_ARTICLE_.
# # #
Introduction to Reloading

While many sports shooters and hunters may never dive into the world of reloading, those that do, find it very rewarding. There are plenty of good reasons to take up the hobby. At the same time, there are many things to consider before you do. In this article, we’ll cover the basics, including safety, necessary reloading equipment, plus the benefits of rolling your own. Something that we won’t dig into at this point is specific load data or recipes as some call them. There are several resources available that cover load data and give recommendations for safe limits to stick within. That said, we’ll point you to some of the reloading data resources that we found particularly useful. Hopefully, you’ll find the information that follows somewhat useful at answering some of the most asked questions by new or future reloaders. There is a lot to cover on the topic, and I’ll do my best to break it down in terms of what you need to know as a beginner. So, if you’re ready to take the next step into a rewarding hobby,  read on and we’ll get started.
# # #
_PROBLEMS AND TASKS_.
1. What subject does the reloading introduction say it will not go into at this point?
2. Please list the basics that the reloading introduction says the article will cover.
# # #
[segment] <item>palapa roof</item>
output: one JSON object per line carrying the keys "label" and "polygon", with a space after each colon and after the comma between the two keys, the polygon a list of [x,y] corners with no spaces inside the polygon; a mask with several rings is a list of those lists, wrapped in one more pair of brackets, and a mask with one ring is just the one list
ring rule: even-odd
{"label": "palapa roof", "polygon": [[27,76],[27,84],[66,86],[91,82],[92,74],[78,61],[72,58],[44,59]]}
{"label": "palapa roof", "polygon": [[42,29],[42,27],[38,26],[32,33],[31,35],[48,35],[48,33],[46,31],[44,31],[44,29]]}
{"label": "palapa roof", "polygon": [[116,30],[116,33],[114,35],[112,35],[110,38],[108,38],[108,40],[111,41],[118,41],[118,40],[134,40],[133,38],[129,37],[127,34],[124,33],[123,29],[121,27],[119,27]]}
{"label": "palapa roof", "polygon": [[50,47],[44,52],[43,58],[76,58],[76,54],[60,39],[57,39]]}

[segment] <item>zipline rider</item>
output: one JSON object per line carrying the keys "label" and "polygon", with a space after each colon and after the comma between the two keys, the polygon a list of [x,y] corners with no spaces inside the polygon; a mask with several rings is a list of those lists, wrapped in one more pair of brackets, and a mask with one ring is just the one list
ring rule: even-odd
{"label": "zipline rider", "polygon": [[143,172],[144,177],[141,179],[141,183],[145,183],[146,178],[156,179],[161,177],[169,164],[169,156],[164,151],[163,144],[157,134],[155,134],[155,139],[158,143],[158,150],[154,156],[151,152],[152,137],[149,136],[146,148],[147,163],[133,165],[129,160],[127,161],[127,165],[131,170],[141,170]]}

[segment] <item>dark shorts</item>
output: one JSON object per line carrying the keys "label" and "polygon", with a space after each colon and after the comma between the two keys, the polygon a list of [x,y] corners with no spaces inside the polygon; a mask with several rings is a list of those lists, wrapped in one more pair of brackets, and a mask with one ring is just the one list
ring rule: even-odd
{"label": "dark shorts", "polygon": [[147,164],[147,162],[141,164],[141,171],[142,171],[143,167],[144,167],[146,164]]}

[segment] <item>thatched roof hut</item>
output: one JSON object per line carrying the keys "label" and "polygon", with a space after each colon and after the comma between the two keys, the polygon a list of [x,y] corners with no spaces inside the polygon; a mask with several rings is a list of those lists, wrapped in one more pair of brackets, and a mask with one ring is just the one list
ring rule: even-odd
# # #
_RESPONSES_.
1. Specific load data, which some call recipes.

2.
- Safety
- Necessary reloading equipment
- The benefits of rolling your own